> **STORED RECORDS**
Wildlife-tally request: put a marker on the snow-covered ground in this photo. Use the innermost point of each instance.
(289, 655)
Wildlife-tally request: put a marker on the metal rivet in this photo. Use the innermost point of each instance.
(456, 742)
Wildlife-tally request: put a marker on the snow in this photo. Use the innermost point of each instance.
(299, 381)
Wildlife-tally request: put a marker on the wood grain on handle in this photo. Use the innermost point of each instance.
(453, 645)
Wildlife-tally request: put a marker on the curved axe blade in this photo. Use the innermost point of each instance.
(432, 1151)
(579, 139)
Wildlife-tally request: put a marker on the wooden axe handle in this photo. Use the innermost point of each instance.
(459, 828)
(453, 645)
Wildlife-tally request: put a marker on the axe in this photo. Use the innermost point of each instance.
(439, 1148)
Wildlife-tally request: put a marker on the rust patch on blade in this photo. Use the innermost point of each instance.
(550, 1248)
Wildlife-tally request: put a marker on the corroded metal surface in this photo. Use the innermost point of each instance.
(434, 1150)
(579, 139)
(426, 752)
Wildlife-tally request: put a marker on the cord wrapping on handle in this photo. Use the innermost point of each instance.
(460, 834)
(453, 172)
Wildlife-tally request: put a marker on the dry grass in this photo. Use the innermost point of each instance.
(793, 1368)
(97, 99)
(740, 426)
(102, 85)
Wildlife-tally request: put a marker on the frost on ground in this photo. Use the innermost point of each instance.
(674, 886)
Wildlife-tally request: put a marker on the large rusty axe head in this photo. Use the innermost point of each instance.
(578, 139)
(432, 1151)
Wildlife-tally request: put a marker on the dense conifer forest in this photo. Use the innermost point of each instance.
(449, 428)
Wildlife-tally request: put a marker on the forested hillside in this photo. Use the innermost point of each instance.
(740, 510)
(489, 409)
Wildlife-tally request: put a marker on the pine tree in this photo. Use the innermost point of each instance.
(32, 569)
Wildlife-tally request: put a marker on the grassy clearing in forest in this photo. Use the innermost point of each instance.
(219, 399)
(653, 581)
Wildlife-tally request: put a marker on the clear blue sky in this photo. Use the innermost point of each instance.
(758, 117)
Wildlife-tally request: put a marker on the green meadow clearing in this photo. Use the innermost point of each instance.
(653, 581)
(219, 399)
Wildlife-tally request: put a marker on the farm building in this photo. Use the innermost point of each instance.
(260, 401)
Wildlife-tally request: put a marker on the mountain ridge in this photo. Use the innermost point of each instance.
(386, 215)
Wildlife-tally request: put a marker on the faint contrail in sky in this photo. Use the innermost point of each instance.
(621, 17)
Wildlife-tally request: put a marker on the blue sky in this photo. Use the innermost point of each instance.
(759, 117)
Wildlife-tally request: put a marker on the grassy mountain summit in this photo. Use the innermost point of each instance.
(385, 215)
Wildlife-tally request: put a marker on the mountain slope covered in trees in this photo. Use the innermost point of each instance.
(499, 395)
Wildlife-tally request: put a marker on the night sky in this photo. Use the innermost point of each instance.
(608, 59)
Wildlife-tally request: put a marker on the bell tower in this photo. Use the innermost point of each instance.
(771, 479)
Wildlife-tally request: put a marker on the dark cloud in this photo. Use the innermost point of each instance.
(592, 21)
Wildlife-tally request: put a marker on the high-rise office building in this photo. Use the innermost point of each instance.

> **PROBLEM TO SOLVE**
Copy all the records above exactly, missing none.

> **RIGHT ANSWER**
Wildlife-tally request: put a marker on the snow-covered ground in this photo. Use the innermost point of each instance.
(289, 655)
Wildlife-tally request: put a marker on the metal rivet in this photo. Use the innermost point of each instance.
(456, 742)
Wildlife-tally request: put a marker on the snow in this photo. Use the innermost point of each instance.
(299, 381)
Wildlife-tally request: put a marker on the wood grain on handle in this photo. Use the innermost point of each instance.
(453, 645)
Wildlife-tally request: put a marker on the curved axe blade in this photo. Use the innermost point of each instance.
(432, 1151)
(579, 139)
Wildlife-tally request: put a marker on the wooden axe handle in this photo. Use the innermost point of each instance.
(459, 828)
(453, 645)
Wildlife-tally request: put a marker on the axe in this photo. Use the innermost point of each instance.
(439, 1148)
Wildlife-tally request: put a marker on the rust patch on blade in this photo. Use the innermost point of each instance.
(550, 1248)
Wildlife-tally request: put a marker on the corroded metal surface in this photo. Use the innermost point of each instance.
(434, 1150)
(579, 139)
(426, 752)
Wildlife-tally request: put a marker on the cord wrapping on handle in this photo. Use the innermost point of each instance.
(460, 834)
(453, 172)
Wildlife-tally request: put a marker on the dry grass in this photo. Use the innermost point of each instance.
(793, 1368)
(97, 99)
(740, 426)
(102, 85)
Wildlife-tally request: put a marker on the frost on ground in this photo. Use the innermost point of each instance.
(674, 886)
Wildlife-tally request: put a marker on the large rusty axe head in this photo. Use the innermost point of each instance.
(578, 139)
(432, 1151)
Wildlife-tally request: put a marker on the dense conifer forest in this photo. Use the innermost point of each instance.
(449, 428)
Wildlife-tally request: put a marker on the forested hillside in this photo. Use the innermost point of each instance.
(740, 510)
(489, 409)
Wildlife-tally request: put a marker on the pine tree in this photo. Use the innermost point of each instance.
(32, 569)
Wildlife-tally request: put a marker on the grassy clearing in forest in this photo. Use the innermost point of each instance.
(219, 399)
(653, 581)
Wildlife-tally request: put a marker on the clear blue sky in this photo. Use the innermost point of each instance.
(758, 117)
Wildlife-tally request: put a marker on the green meadow clearing in this photo. Use the innermost point of each instance.
(653, 581)
(219, 399)
Wildlife-tally request: put a marker on the farm building in this photo. Use the innermost point of each instance.
(260, 401)
Wildlife-tally request: put a marker on the mountain ridge in this photo. Use the innermost point of each instance.
(386, 215)
Wildlife-tally request: put a marker on the faint contrail in sky in this photo. Use the innermost point of each instance.
(621, 17)
Wildlife-tally request: put a marker on the blue sky in this photo. Use the innermost point of each instance.
(759, 117)
Wildlife-tally request: put a marker on the grassy mountain summit in this photo. Use the innermost point of each instance.
(385, 215)
Wildlife-tally request: put a marker on the mountain slope covered in trees in this photo. Use the innermost point of each instance.
(499, 395)
Wildlife-tally request: put a marker on the night sky in this photo. Use the innermost point of each instance.
(608, 59)
Wildlife-tally request: put a marker on the bell tower in this photo. Use the innermost point of each instance.
(771, 479)
Wildlife-tally request: put a marker on the dark cloud in this photo. Use the innermost point of each instance.
(592, 21)
Wildlife-tally request: put a marker on the high-rise office building in this photo. Use the innermost point of each instance.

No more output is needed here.